» Your task
Can you rewrite the lines starting at the first one and ending at the one containing "[615,516,639,680]", both included, keeping every line but multiplying each bounding-box coordinate in the answers by 1.25 and rounding to whole numbers, with halves rounded up? Leave the picture out of your answer.

» Supplied entries
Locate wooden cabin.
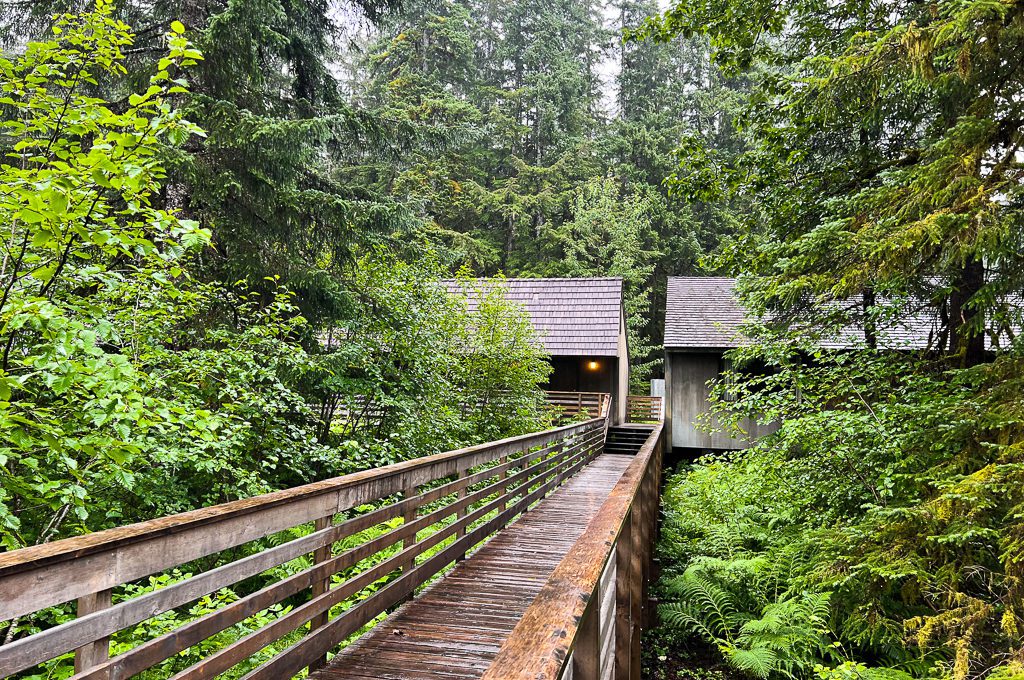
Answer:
[665,277,987,455]
[443,278,630,424]
[665,277,777,454]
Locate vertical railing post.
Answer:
[309,515,334,673]
[75,590,113,673]
[572,580,601,680]
[498,454,509,512]
[628,504,643,680]
[401,484,420,601]
[455,470,469,562]
[614,511,633,680]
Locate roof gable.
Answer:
[665,277,938,350]
[441,278,623,356]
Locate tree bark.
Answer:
[949,260,985,368]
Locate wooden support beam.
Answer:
[572,591,601,680]
[309,515,334,673]
[75,590,114,673]
[615,516,639,680]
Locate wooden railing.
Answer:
[546,391,611,418]
[483,424,664,680]
[0,418,606,680]
[626,394,665,424]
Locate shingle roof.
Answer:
[665,277,938,349]
[441,278,623,356]
[665,277,743,349]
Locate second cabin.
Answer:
[442,278,630,424]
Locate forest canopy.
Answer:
[0,0,1024,680]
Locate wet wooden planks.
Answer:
[310,455,633,680]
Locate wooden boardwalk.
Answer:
[310,454,633,680]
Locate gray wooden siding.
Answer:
[665,352,777,450]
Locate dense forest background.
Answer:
[4,0,742,391]
[0,0,1024,680]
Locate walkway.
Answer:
[311,454,630,680]
[0,395,663,680]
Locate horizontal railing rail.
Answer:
[483,424,664,680]
[545,390,611,418]
[626,394,665,424]
[0,418,606,680]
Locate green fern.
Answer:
[725,647,778,678]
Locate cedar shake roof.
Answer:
[665,277,938,350]
[665,277,743,349]
[441,278,623,356]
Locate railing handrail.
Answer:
[626,394,665,424]
[481,423,663,680]
[0,418,602,621]
[0,411,605,680]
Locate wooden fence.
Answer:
[0,417,606,680]
[483,424,665,680]
[626,394,665,425]
[545,391,611,418]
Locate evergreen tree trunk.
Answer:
[949,260,985,367]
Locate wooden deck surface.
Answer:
[310,454,633,680]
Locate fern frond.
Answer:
[725,647,778,679]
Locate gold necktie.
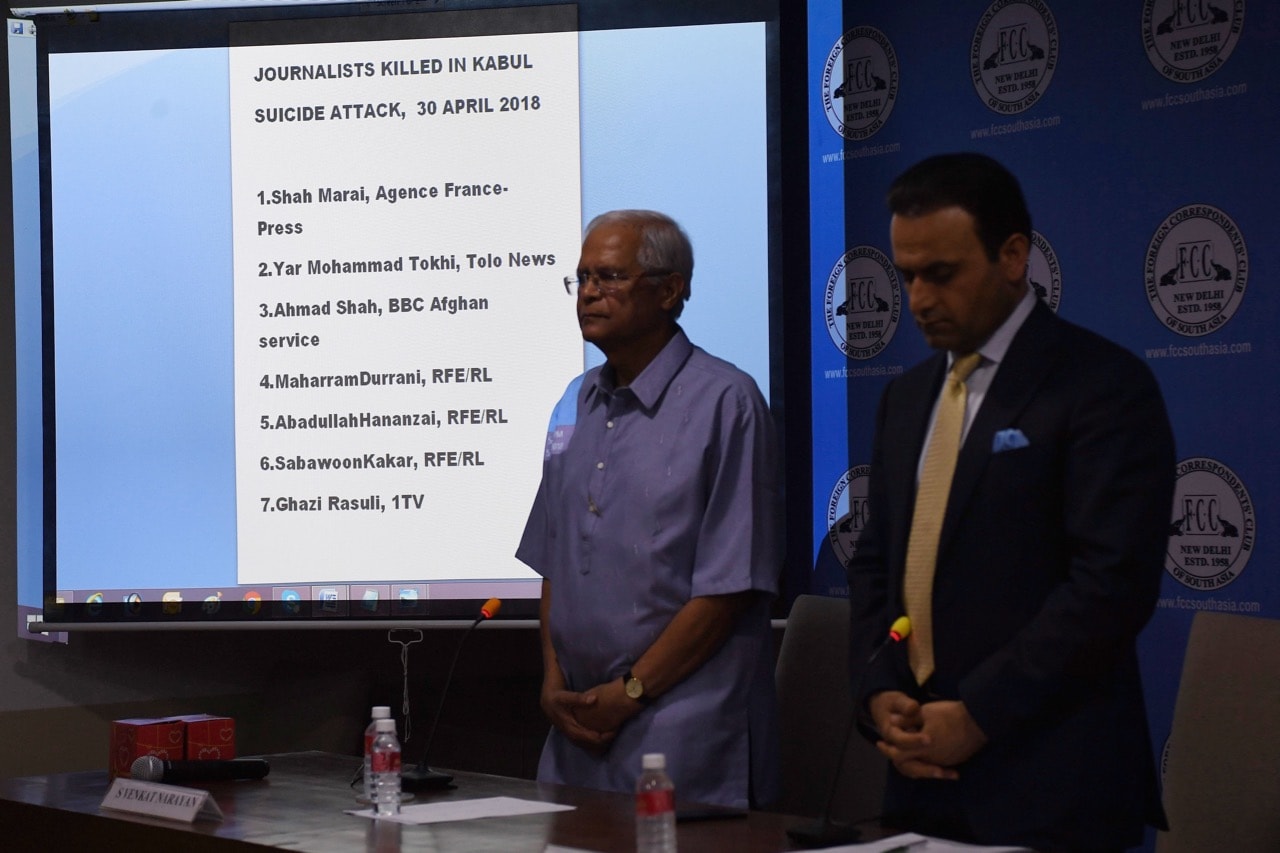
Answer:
[902,352,982,684]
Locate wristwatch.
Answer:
[622,670,649,704]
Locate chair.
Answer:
[774,596,888,824]
[1156,612,1280,853]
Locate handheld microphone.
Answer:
[787,616,911,847]
[401,598,502,790]
[129,756,271,783]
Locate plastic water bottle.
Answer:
[365,704,392,803]
[369,720,399,817]
[636,752,676,853]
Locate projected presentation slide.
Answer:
[37,8,769,617]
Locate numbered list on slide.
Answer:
[229,32,582,584]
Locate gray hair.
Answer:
[582,210,694,319]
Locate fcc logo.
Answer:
[1143,205,1249,337]
[1027,231,1062,311]
[969,0,1059,115]
[826,246,902,359]
[827,465,872,567]
[1165,456,1256,590]
[1142,0,1244,83]
[822,27,899,140]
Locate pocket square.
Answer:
[991,429,1030,453]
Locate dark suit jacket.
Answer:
[850,302,1175,850]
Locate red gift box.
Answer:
[109,713,236,776]
[178,713,236,761]
[110,717,187,776]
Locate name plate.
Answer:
[101,779,223,824]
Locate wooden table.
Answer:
[0,752,839,853]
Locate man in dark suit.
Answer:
[849,154,1175,850]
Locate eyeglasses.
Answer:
[564,269,671,296]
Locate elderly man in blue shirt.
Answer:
[516,210,782,808]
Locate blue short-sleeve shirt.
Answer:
[516,332,782,807]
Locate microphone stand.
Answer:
[401,611,489,790]
[787,617,910,847]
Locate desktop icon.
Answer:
[317,587,338,613]
[280,589,302,616]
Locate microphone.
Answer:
[401,598,502,790]
[787,616,911,847]
[129,756,271,783]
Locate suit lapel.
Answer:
[938,300,1060,545]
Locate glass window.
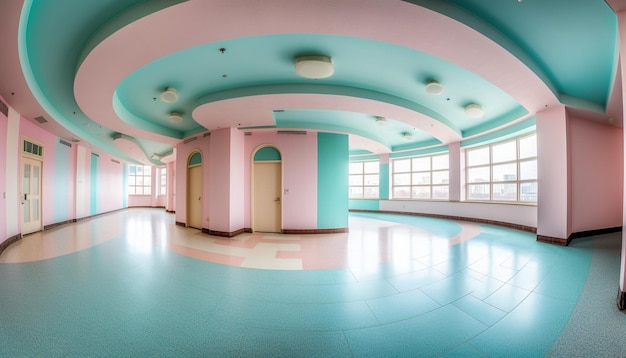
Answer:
[465,134,537,203]
[348,161,380,199]
[391,154,449,200]
[128,164,152,195]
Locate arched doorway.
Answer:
[252,146,283,232]
[187,152,202,229]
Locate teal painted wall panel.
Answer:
[348,199,380,211]
[317,133,349,229]
[89,153,100,215]
[52,138,73,223]
[378,163,389,199]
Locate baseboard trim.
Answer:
[0,234,23,255]
[537,226,622,246]
[350,209,537,234]
[281,227,348,235]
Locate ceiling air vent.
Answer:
[59,139,72,148]
[276,131,306,135]
[0,101,9,117]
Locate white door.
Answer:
[187,165,202,229]
[20,157,41,235]
[254,162,282,232]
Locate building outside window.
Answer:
[465,134,537,203]
[392,154,450,200]
[349,161,380,199]
[128,164,152,195]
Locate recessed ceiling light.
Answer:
[376,116,387,126]
[465,103,485,118]
[169,112,183,123]
[160,87,178,103]
[424,81,445,96]
[295,55,335,79]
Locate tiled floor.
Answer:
[0,209,626,357]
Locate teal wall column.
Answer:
[317,132,349,229]
[89,153,99,215]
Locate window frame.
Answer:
[464,132,538,205]
[390,152,450,201]
[348,160,380,200]
[127,164,153,196]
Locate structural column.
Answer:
[537,105,571,245]
[617,10,626,310]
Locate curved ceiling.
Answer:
[0,0,621,164]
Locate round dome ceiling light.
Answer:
[169,112,183,123]
[424,80,445,96]
[295,55,335,79]
[465,103,485,118]
[160,87,178,103]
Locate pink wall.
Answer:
[569,118,624,232]
[244,131,317,230]
[0,102,9,243]
[98,153,124,213]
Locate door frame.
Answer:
[250,144,284,233]
[19,137,44,235]
[185,150,204,229]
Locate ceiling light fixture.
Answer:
[295,55,335,79]
[465,103,485,118]
[160,87,178,103]
[169,112,183,123]
[424,80,445,96]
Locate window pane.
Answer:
[467,147,489,167]
[348,186,363,198]
[492,183,517,201]
[432,170,450,184]
[349,174,363,186]
[411,186,430,199]
[393,186,411,199]
[363,162,379,174]
[519,135,537,159]
[491,141,517,163]
[393,173,411,185]
[363,174,380,185]
[519,160,537,180]
[393,159,411,173]
[412,157,430,172]
[493,163,517,182]
[519,182,537,202]
[433,185,449,200]
[433,154,450,170]
[363,186,378,198]
[348,162,363,174]
[412,172,430,185]
[467,167,489,183]
[467,184,489,200]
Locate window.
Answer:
[128,164,152,195]
[349,161,380,199]
[465,134,537,203]
[392,154,450,200]
[158,167,167,195]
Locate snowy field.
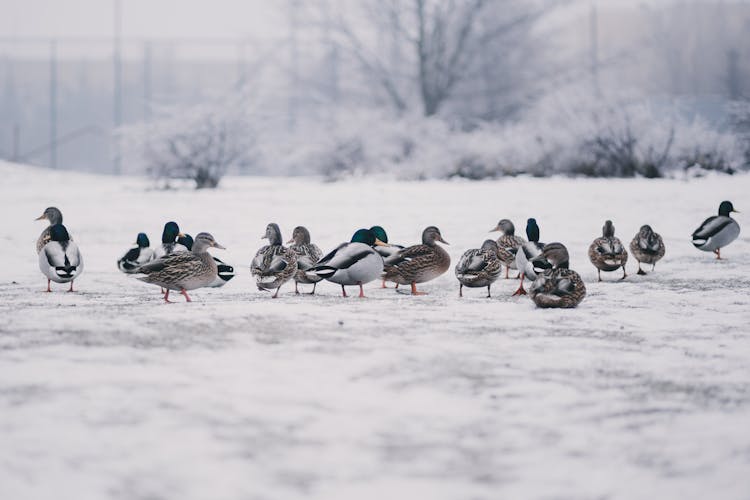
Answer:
[0,164,750,500]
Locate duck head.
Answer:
[193,233,226,253]
[287,226,310,245]
[177,233,195,250]
[720,201,739,217]
[34,207,62,226]
[370,226,388,243]
[490,219,516,236]
[135,233,151,248]
[526,219,539,243]
[161,221,185,243]
[351,229,388,247]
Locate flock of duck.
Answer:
[36,201,740,308]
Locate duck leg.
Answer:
[511,274,526,297]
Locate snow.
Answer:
[0,164,750,500]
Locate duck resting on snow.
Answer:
[307,229,385,297]
[250,222,297,299]
[456,240,503,299]
[136,233,224,302]
[383,226,451,295]
[117,233,154,274]
[692,201,740,259]
[529,243,586,308]
[39,224,83,292]
[589,220,628,281]
[630,224,665,274]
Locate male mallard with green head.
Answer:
[383,226,451,295]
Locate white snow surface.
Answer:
[0,163,750,500]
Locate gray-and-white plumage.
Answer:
[588,220,628,281]
[136,233,224,301]
[250,222,297,298]
[39,224,83,292]
[455,240,502,298]
[36,207,64,253]
[287,226,323,293]
[630,224,666,274]
[692,201,740,259]
[529,242,586,308]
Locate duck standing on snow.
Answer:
[307,229,385,297]
[513,219,544,297]
[250,222,297,299]
[117,233,154,274]
[287,226,323,295]
[39,224,83,292]
[490,219,526,280]
[370,226,404,288]
[383,226,451,295]
[154,221,188,259]
[630,224,665,274]
[529,243,586,308]
[35,207,65,254]
[136,233,224,302]
[693,201,740,259]
[177,233,234,288]
[589,220,628,281]
[456,240,503,299]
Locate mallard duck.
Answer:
[154,221,188,259]
[34,207,66,254]
[490,219,526,280]
[287,226,323,295]
[177,233,234,288]
[370,226,404,288]
[39,224,83,292]
[693,201,740,259]
[136,233,224,302]
[513,219,544,296]
[250,222,297,299]
[117,233,154,274]
[383,226,451,295]
[307,229,385,297]
[589,220,628,281]
[630,224,665,274]
[529,243,586,308]
[456,240,503,298]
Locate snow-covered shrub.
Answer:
[123,94,254,189]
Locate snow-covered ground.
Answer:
[0,164,750,500]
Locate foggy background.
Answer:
[0,0,750,187]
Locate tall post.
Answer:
[589,0,599,95]
[49,40,57,168]
[112,0,122,175]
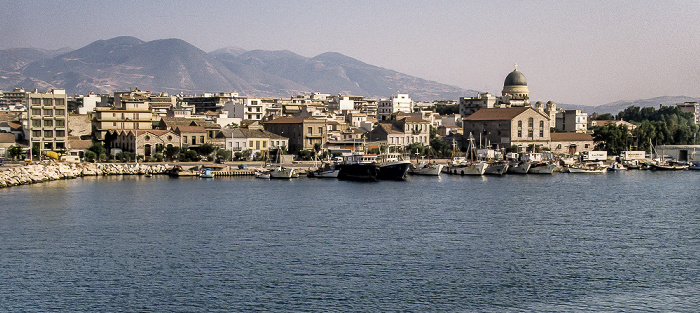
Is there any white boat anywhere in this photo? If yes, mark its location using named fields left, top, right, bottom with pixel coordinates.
left=484, top=162, right=510, bottom=175
left=568, top=163, right=608, bottom=174
left=255, top=172, right=270, bottom=179
left=608, top=162, right=627, bottom=172
left=199, top=168, right=214, bottom=178
left=411, top=161, right=444, bottom=176
left=270, top=166, right=298, bottom=179
left=307, top=163, right=340, bottom=178
left=508, top=162, right=532, bottom=174
left=527, top=162, right=557, bottom=174
left=447, top=162, right=489, bottom=175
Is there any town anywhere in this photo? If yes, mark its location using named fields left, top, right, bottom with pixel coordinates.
left=0, top=65, right=700, bottom=183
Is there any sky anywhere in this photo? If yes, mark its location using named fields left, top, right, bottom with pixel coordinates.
left=0, top=0, right=700, bottom=105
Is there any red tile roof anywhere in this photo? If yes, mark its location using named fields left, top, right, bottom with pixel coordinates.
left=464, top=107, right=529, bottom=121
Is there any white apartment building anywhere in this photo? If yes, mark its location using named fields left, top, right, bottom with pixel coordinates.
left=26, top=89, right=68, bottom=154
left=377, top=93, right=413, bottom=120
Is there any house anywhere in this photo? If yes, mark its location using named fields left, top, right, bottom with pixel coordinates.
left=368, top=115, right=430, bottom=147
left=263, top=117, right=328, bottom=154
left=548, top=132, right=594, bottom=154
left=110, top=129, right=181, bottom=157
left=462, top=107, right=550, bottom=148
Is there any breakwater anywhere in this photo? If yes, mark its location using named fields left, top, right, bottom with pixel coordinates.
left=0, top=162, right=167, bottom=188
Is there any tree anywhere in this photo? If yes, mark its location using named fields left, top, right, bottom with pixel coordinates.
left=7, top=145, right=24, bottom=160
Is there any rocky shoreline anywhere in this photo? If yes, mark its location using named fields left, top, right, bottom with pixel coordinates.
left=0, top=162, right=167, bottom=188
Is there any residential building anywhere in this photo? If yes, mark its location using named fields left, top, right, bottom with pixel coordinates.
left=462, top=107, right=550, bottom=148
left=263, top=117, right=327, bottom=154
left=377, top=93, right=413, bottom=120
left=548, top=133, right=595, bottom=155
left=555, top=110, right=588, bottom=133
left=92, top=92, right=153, bottom=140
left=368, top=114, right=430, bottom=147
left=25, top=89, right=68, bottom=154
left=110, top=129, right=181, bottom=158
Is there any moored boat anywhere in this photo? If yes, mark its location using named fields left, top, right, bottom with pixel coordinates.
left=270, top=166, right=295, bottom=179
left=409, top=161, right=444, bottom=176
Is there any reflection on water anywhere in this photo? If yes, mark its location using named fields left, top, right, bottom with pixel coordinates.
left=0, top=171, right=700, bottom=312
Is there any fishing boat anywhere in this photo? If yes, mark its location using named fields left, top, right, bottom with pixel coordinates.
left=409, top=161, right=444, bottom=176
left=336, top=152, right=379, bottom=181
left=199, top=167, right=214, bottom=178
left=377, top=153, right=411, bottom=180
left=568, top=163, right=608, bottom=174
left=484, top=161, right=510, bottom=175
left=255, top=172, right=270, bottom=179
left=270, top=166, right=295, bottom=179
left=527, top=162, right=557, bottom=174
left=306, top=163, right=340, bottom=178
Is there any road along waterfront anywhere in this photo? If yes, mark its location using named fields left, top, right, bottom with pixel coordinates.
left=0, top=171, right=700, bottom=312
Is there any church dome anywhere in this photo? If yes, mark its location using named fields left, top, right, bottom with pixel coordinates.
left=503, top=69, right=527, bottom=86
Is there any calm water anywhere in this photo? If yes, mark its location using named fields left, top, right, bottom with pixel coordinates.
left=0, top=171, right=700, bottom=312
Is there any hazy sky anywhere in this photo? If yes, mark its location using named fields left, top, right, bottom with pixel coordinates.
left=0, top=0, right=700, bottom=105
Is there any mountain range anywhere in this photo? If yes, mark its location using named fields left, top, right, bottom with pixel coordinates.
left=0, top=36, right=477, bottom=100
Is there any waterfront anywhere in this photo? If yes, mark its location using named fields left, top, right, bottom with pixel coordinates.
left=0, top=171, right=700, bottom=312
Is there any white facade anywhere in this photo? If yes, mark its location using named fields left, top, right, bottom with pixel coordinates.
left=377, top=93, right=413, bottom=120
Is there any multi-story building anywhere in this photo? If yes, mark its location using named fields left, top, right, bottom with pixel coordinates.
left=263, top=117, right=327, bottom=154
left=92, top=92, right=153, bottom=140
left=25, top=89, right=68, bottom=154
left=462, top=107, right=550, bottom=148
left=377, top=93, right=413, bottom=120
left=182, top=92, right=238, bottom=113
left=555, top=110, right=588, bottom=133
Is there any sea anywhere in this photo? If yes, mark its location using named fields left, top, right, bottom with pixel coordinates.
left=0, top=171, right=700, bottom=312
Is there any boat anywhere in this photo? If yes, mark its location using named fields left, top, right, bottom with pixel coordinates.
left=568, top=163, right=608, bottom=174
left=270, top=166, right=298, bottom=179
left=484, top=161, right=510, bottom=175
left=409, top=161, right=444, bottom=176
left=199, top=167, right=214, bottom=178
left=649, top=162, right=689, bottom=171
left=507, top=161, right=532, bottom=174
left=608, top=162, right=627, bottom=172
left=307, top=163, right=340, bottom=178
left=336, top=152, right=379, bottom=181
left=255, top=172, right=270, bottom=179
left=527, top=162, right=557, bottom=174
left=377, top=153, right=411, bottom=180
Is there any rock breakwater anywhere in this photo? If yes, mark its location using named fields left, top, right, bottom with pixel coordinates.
left=0, top=162, right=167, bottom=188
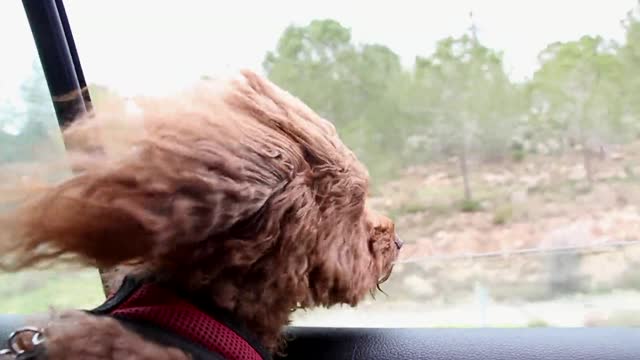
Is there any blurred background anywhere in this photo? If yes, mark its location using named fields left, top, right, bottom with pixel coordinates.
left=0, top=0, right=640, bottom=327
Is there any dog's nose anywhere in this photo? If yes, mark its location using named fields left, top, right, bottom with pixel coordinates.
left=393, top=235, right=404, bottom=250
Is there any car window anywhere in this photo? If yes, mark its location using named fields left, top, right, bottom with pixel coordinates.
left=0, top=1, right=104, bottom=314
left=0, top=0, right=640, bottom=327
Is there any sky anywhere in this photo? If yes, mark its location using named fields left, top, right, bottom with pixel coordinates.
left=0, top=0, right=637, bottom=98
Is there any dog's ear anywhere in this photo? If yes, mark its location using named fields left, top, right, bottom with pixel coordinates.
left=0, top=83, right=290, bottom=269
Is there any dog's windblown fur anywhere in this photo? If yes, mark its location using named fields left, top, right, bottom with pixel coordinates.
left=0, top=72, right=398, bottom=359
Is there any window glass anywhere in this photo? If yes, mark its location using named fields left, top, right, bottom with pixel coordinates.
left=0, top=0, right=640, bottom=327
left=0, top=1, right=104, bottom=314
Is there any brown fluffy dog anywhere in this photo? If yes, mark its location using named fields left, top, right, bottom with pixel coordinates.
left=0, top=72, right=399, bottom=359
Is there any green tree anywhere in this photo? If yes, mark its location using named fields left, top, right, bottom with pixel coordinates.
left=530, top=36, right=624, bottom=186
left=415, top=28, right=518, bottom=204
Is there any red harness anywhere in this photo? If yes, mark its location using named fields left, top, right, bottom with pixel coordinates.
left=94, top=280, right=266, bottom=360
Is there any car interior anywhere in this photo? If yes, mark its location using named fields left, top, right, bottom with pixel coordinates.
left=0, top=0, right=640, bottom=360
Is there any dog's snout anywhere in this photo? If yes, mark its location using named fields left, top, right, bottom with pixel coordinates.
left=393, top=235, right=404, bottom=250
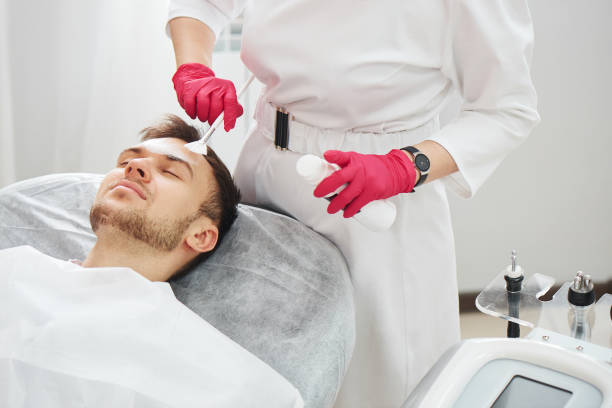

» Finished exercise
Locate wooden cabin.
Answer:
[831,346,1234,569]
[554,348,788,530]
[831,346,971,568]
Locate vertical railing post.
Answer:
[386,644,418,841]
[94,738,141,841]
[715,725,751,850]
[623,568,636,640]
[785,630,804,850]
[501,605,525,751]
[569,588,586,703]
[768,639,791,850]
Locate roof gable.
Answer:
[831,346,1173,438]
[551,348,779,445]
Locate tree bark.
Answer:
[1186,325,1231,460]
Locate wooden support beam.
Answer:
[715,739,751,850]
[386,644,418,841]
[94,738,143,841]
[769,645,799,850]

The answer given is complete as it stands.